* REQUEST: Transcribe exactly the lines from the one holding "one marker per instance, written like [722,432]" to the end of the data below, including both of those lines and no others.

►

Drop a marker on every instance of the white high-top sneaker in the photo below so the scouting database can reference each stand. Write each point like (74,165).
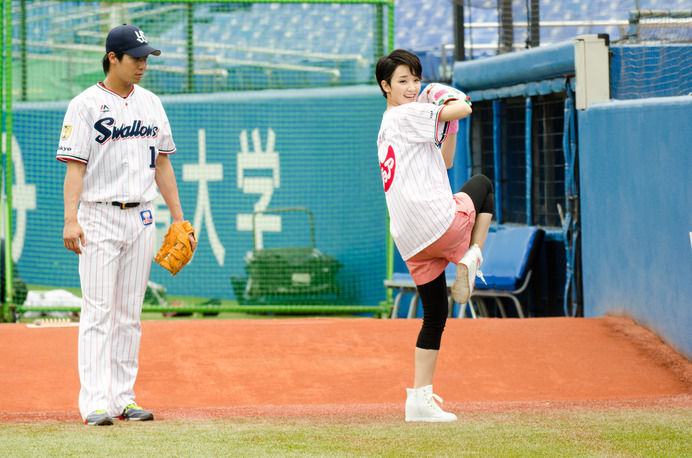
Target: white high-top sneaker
(421,406)
(467,269)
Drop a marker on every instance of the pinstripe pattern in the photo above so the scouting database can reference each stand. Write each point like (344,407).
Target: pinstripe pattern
(117,169)
(114,270)
(119,140)
(419,197)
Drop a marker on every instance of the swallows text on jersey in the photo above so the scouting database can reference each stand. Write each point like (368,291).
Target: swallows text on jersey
(109,131)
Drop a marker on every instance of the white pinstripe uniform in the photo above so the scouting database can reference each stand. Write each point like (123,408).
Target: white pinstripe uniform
(119,140)
(419,197)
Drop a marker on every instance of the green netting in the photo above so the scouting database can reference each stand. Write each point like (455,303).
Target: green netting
(274,113)
(206,47)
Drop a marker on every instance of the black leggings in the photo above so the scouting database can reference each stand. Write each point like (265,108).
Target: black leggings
(433,295)
(481,191)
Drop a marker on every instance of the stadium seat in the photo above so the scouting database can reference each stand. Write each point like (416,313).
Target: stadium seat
(509,254)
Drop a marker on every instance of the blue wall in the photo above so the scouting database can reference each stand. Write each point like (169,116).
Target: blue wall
(326,140)
(636,206)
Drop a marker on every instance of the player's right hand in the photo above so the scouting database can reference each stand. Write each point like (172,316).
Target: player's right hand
(439,94)
(73,237)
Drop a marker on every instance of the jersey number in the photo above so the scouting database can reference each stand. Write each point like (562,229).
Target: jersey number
(388,167)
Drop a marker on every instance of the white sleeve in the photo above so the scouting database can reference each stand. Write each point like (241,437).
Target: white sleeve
(420,122)
(75,134)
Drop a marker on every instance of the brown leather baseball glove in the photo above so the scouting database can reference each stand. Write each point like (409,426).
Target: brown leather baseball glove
(176,250)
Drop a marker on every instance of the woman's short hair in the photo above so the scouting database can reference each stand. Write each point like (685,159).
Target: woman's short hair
(384,70)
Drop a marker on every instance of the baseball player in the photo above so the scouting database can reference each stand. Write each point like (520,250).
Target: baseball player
(430,225)
(116,141)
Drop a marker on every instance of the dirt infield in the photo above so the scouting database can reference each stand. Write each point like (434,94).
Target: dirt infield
(360,366)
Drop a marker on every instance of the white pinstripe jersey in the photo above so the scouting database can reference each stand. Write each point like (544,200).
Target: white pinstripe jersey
(119,140)
(419,196)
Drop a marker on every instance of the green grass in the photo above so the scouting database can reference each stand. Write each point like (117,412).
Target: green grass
(641,433)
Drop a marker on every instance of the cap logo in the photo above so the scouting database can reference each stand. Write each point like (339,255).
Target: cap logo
(140,36)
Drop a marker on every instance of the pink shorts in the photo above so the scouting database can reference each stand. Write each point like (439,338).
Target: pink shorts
(429,263)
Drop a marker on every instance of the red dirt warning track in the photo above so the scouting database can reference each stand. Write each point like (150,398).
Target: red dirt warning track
(359,366)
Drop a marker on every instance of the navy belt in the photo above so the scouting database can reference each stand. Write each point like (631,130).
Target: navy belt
(122,205)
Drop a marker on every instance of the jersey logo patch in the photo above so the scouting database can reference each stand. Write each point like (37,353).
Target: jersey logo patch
(388,167)
(66,132)
(147,217)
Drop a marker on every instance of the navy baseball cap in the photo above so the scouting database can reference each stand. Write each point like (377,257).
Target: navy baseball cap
(130,40)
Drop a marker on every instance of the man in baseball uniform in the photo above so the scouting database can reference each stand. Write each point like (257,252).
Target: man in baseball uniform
(116,141)
(430,225)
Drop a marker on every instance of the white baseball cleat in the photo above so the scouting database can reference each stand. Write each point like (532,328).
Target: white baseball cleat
(467,270)
(421,405)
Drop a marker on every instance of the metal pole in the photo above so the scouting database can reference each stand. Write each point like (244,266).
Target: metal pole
(497,158)
(190,48)
(459,47)
(528,146)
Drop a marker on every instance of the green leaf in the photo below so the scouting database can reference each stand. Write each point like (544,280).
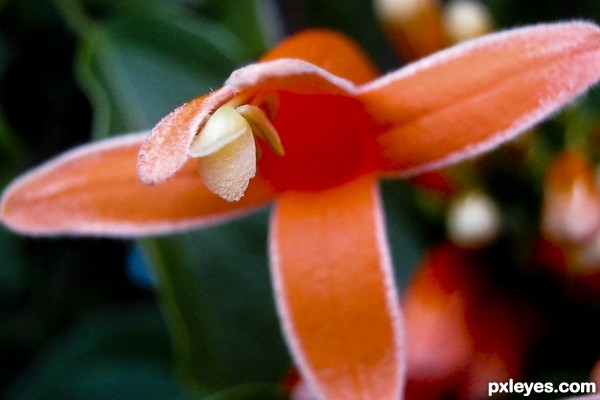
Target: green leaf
(137,67)
(116,353)
(215,287)
(255,22)
(406,241)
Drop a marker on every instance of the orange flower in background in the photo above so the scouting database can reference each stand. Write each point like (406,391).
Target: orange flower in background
(312,128)
(487,334)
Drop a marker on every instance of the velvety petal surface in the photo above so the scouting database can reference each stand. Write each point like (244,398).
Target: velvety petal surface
(95,190)
(329,50)
(335,291)
(311,62)
(470,98)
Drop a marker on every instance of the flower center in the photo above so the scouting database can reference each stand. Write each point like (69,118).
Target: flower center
(324,136)
(226,150)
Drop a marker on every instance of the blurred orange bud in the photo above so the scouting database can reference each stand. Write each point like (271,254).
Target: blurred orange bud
(462,331)
(414,27)
(571,209)
(466,19)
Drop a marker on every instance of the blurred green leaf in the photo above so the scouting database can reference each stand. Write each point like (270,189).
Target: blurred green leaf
(255,22)
(117,353)
(405,239)
(215,286)
(137,67)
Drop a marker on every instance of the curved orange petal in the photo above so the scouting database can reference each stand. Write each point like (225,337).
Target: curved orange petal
(166,149)
(315,61)
(335,291)
(475,96)
(329,50)
(95,190)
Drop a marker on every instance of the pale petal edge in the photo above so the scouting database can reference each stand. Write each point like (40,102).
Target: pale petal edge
(392,302)
(104,227)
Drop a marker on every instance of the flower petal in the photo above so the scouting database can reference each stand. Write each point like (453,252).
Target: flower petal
(335,291)
(166,149)
(94,190)
(464,101)
(329,50)
(317,61)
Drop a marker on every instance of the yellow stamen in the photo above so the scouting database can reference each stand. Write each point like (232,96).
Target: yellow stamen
(226,150)
(262,127)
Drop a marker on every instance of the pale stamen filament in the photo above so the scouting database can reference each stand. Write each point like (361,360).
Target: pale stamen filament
(226,149)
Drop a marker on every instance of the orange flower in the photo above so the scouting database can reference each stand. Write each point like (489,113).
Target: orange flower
(486,336)
(312,128)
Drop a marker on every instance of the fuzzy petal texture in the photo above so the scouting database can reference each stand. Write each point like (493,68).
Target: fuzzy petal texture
(94,190)
(335,291)
(165,150)
(311,62)
(469,99)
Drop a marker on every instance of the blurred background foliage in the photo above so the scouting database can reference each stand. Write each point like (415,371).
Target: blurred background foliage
(87,319)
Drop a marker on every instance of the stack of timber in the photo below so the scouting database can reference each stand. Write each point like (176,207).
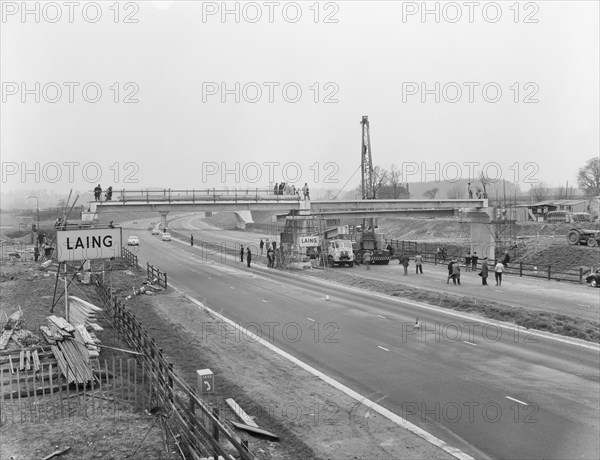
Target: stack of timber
(73,361)
(13,323)
(82,315)
(71,350)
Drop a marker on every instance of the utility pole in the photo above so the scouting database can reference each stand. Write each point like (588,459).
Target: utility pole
(37,212)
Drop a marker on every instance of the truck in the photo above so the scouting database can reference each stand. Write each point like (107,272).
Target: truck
(338,247)
(369,239)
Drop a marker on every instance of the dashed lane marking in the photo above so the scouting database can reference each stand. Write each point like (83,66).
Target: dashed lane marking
(517,401)
(400,421)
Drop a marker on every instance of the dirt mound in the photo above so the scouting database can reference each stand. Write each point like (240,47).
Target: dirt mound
(561,254)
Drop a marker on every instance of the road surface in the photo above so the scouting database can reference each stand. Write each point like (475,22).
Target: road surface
(485,389)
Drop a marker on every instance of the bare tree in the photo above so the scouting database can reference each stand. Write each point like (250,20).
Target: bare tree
(588,177)
(455,192)
(431,193)
(380,179)
(396,188)
(539,191)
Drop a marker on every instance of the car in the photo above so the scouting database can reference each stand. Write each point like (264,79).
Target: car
(593,279)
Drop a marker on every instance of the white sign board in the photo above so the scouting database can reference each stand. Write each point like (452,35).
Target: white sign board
(308,241)
(206,381)
(88,244)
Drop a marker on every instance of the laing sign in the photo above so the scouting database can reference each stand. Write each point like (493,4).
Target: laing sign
(88,244)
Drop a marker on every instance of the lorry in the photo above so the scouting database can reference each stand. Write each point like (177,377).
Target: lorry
(338,248)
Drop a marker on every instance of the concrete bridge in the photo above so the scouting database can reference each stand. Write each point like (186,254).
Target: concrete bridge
(243,201)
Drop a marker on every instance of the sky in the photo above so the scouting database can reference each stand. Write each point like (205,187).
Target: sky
(187,94)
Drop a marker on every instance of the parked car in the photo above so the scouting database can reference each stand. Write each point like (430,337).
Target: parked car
(581,236)
(593,279)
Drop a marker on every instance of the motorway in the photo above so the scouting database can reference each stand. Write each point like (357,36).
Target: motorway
(489,390)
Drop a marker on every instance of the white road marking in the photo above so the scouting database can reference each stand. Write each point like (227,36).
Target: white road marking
(516,400)
(400,421)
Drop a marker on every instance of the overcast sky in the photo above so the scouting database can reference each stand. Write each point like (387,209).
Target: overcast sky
(517,91)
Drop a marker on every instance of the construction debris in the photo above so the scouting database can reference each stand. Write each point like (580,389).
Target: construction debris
(240,413)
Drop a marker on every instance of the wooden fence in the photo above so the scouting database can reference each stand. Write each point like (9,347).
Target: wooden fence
(154,273)
(129,257)
(200,425)
(44,394)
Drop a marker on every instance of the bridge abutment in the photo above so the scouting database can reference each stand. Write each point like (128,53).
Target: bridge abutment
(482,236)
(163,220)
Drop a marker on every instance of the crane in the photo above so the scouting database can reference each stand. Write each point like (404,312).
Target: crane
(368,239)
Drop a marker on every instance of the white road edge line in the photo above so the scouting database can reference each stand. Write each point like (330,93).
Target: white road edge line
(517,401)
(457,453)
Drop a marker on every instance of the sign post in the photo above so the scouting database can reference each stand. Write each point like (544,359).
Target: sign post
(88,244)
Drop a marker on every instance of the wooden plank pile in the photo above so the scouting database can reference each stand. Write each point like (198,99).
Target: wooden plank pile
(13,323)
(73,361)
(73,346)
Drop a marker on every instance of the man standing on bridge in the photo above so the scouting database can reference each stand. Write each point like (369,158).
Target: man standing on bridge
(98,193)
(419,262)
(305,191)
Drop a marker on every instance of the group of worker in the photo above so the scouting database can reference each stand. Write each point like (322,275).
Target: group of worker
(98,193)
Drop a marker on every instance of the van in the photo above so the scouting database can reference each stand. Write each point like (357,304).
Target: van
(559,216)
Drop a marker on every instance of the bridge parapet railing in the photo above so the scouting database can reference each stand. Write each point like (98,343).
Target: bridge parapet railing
(202,195)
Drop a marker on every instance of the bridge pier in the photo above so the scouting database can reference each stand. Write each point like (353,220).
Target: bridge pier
(482,236)
(163,220)
(243,218)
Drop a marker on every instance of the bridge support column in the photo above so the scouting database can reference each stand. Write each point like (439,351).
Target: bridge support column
(243,218)
(482,235)
(163,220)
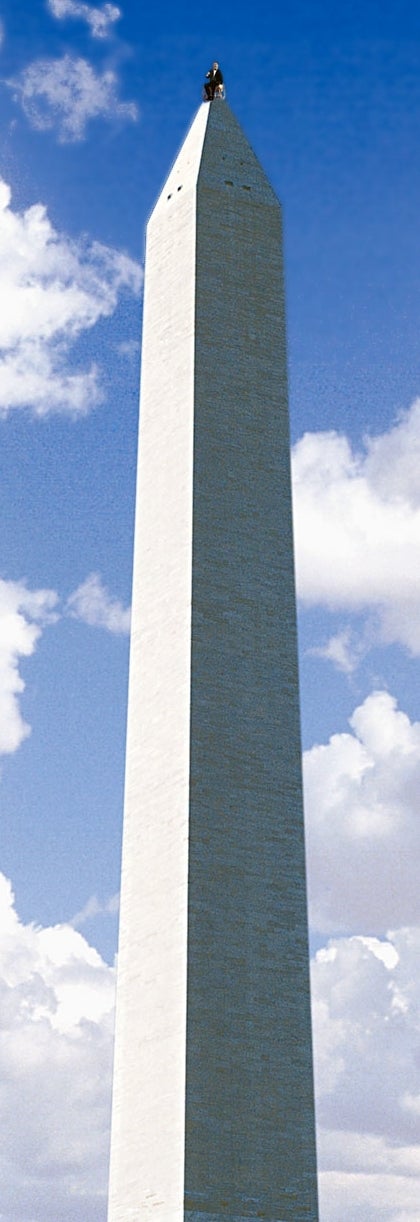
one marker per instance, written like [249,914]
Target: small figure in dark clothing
[214,82]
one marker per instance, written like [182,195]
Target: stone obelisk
[213,1115]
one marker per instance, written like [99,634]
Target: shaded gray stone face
[213,1111]
[249,1106]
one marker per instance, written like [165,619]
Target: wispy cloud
[94,908]
[94,605]
[357,517]
[22,616]
[100,20]
[51,290]
[66,94]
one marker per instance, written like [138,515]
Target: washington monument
[213,1115]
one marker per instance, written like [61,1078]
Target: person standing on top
[213,80]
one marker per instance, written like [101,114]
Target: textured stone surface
[213,1107]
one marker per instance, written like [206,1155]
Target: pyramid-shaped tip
[215,150]
[228,157]
[184,170]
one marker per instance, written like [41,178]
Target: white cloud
[51,290]
[366,1028]
[94,605]
[343,649]
[56,1007]
[357,519]
[95,908]
[22,615]
[363,826]
[65,94]
[100,21]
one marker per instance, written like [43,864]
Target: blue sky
[95,102]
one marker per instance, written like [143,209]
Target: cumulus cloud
[366,1028]
[94,605]
[65,94]
[357,519]
[56,1013]
[100,21]
[22,616]
[51,290]
[363,827]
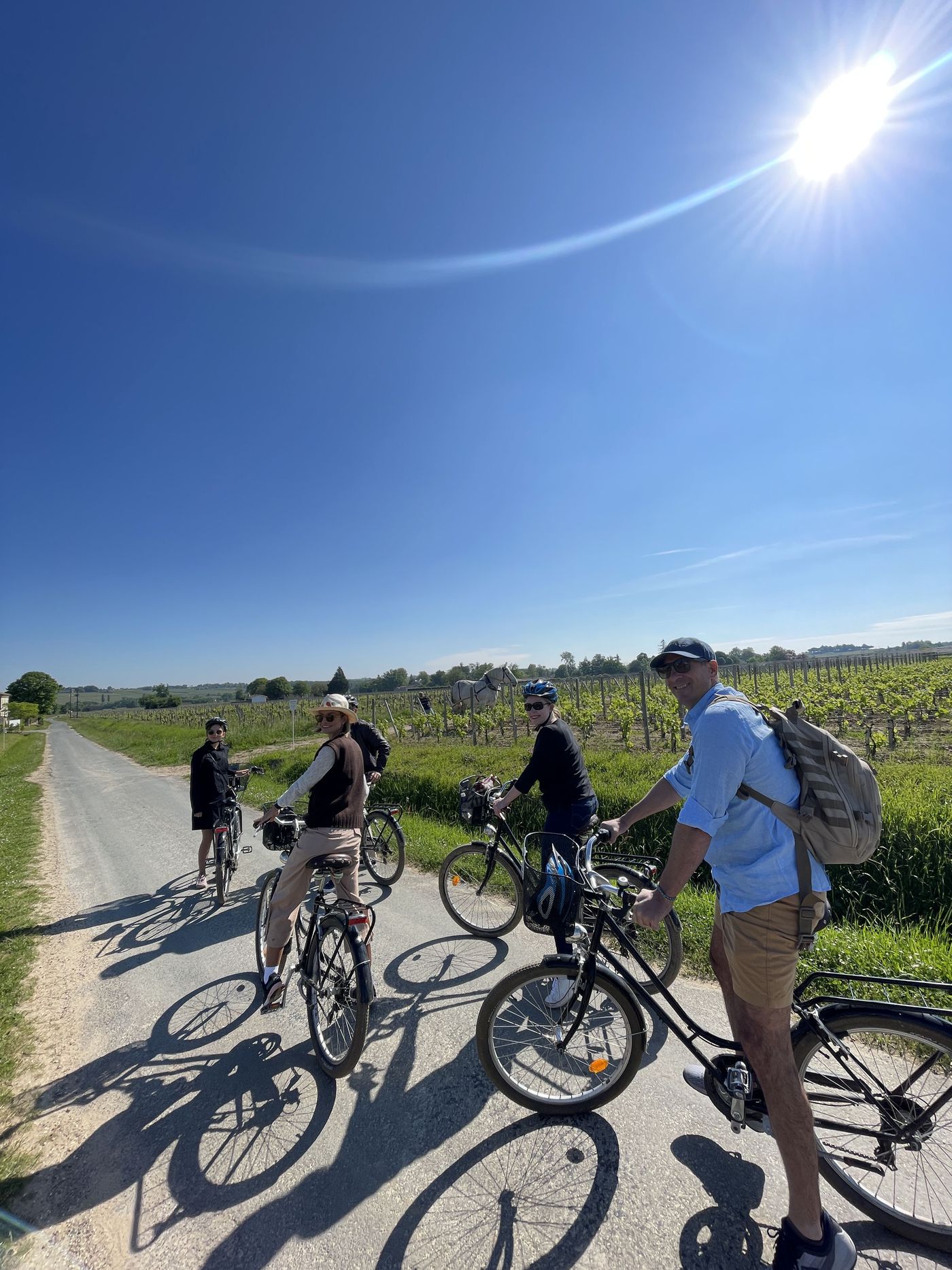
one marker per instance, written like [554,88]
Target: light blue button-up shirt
[752,852]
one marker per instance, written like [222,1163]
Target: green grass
[19,903]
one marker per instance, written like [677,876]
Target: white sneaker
[560,992]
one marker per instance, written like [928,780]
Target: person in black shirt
[209,788]
[564,784]
[373,744]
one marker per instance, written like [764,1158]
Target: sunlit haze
[845,120]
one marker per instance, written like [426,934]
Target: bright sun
[845,120]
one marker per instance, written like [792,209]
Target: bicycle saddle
[330,863]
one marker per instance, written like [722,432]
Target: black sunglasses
[682,666]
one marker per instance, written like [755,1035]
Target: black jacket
[209,786]
[373,744]
[558,765]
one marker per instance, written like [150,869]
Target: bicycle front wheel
[481,889]
[384,848]
[894,1069]
[518,1041]
[224,867]
[337,1012]
[662,949]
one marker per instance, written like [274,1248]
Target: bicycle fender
[560,962]
[362,963]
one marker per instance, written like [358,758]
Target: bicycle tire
[483,906]
[337,1012]
[222,867]
[903,1194]
[517,1044]
[265,901]
[663,949]
[382,848]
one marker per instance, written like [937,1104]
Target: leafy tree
[781,654]
[338,682]
[36,686]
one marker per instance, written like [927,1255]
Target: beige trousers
[296,878]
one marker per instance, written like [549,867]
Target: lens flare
[845,120]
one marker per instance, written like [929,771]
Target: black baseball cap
[695,649]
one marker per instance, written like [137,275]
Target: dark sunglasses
[682,666]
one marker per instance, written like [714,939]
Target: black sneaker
[273,993]
[834,1251]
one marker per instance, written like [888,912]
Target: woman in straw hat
[334,818]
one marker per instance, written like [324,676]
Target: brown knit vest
[337,801]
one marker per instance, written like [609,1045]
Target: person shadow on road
[725,1236]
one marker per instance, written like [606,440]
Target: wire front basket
[551,889]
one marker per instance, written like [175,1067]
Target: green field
[19,905]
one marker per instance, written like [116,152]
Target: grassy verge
[19,901]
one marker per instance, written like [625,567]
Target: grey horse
[483,691]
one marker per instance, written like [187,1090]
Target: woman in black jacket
[209,788]
[564,784]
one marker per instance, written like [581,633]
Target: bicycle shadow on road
[534,1193]
[399,1116]
[197,1128]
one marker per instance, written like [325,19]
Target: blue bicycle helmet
[543,688]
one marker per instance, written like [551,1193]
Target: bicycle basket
[551,892]
[475,797]
[281,835]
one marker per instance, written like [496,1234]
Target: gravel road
[182,1128]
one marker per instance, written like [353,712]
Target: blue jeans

◄

* FULL SOLUTION:
one marker per instance, written like [722,432]
Target: black sunglasses
[682,666]
one marker per instance, written like [755,1035]
Target: black jacket
[209,786]
[373,744]
[558,765]
one marker per instance, written like [150,869]
Target: bicycle front wheel
[481,889]
[384,848]
[894,1069]
[518,1041]
[224,867]
[337,1012]
[662,949]
one marker per instance, written like [274,1248]
Target: bicycle fender
[560,962]
[362,963]
one marker per instance, written like [358,758]
Target: bicycle tire
[483,906]
[337,1012]
[222,867]
[903,1194]
[517,1044]
[265,901]
[663,949]
[382,848]
one marker per instance, written like [937,1104]
Target: leafy tree
[781,654]
[338,682]
[36,686]
one marker per instance, written like [927,1255]
Target: beige trousers
[296,878]
one marker per instance, written like [549,867]
Target: lens flare
[845,120]
one marker per instance, written like [929,771]
Target: black baseball cap
[695,649]
one marker per instance, written like [137,275]
Target: dark sunglasses
[682,666]
one marker per instance, written like [714,939]
Target: black sneaker
[273,993]
[834,1251]
one marker per instance, written like [888,912]
Target: woman in straw hat
[334,818]
one marker per instance, written like [324,676]
Target: brown knit vest
[337,801]
one marker per instance, written like [609,1045]
Target: person shadow on road
[725,1236]
one marker per instance, written like [606,440]
Target: wire front basket
[551,889]
one marker per instance, written like [175,1067]
Target: green field
[19,905]
one marker per instance, written like [116,152]
Target: grassy verge
[19,901]
one marker per instance, written like [625,567]
Target: grey horse
[483,691]
one marker per instance, written like [187,1090]
Target: woman in black jacket
[209,788]
[564,784]
one marker per instance, written like [581,633]
Target: bicycle shadow on road
[534,1193]
[399,1116]
[197,1128]
one marker per instance, written like [325,19]
Target: blue bicycle helmet
[543,688]
one marker per instance, written like [551,1193]
Target: bicycle basket
[551,892]
[475,797]
[281,835]
one marker per instance, written like [496,1234]
Target: gravel road
[182,1128]
one marker per instance, written like [353,712]
Target: blue jeans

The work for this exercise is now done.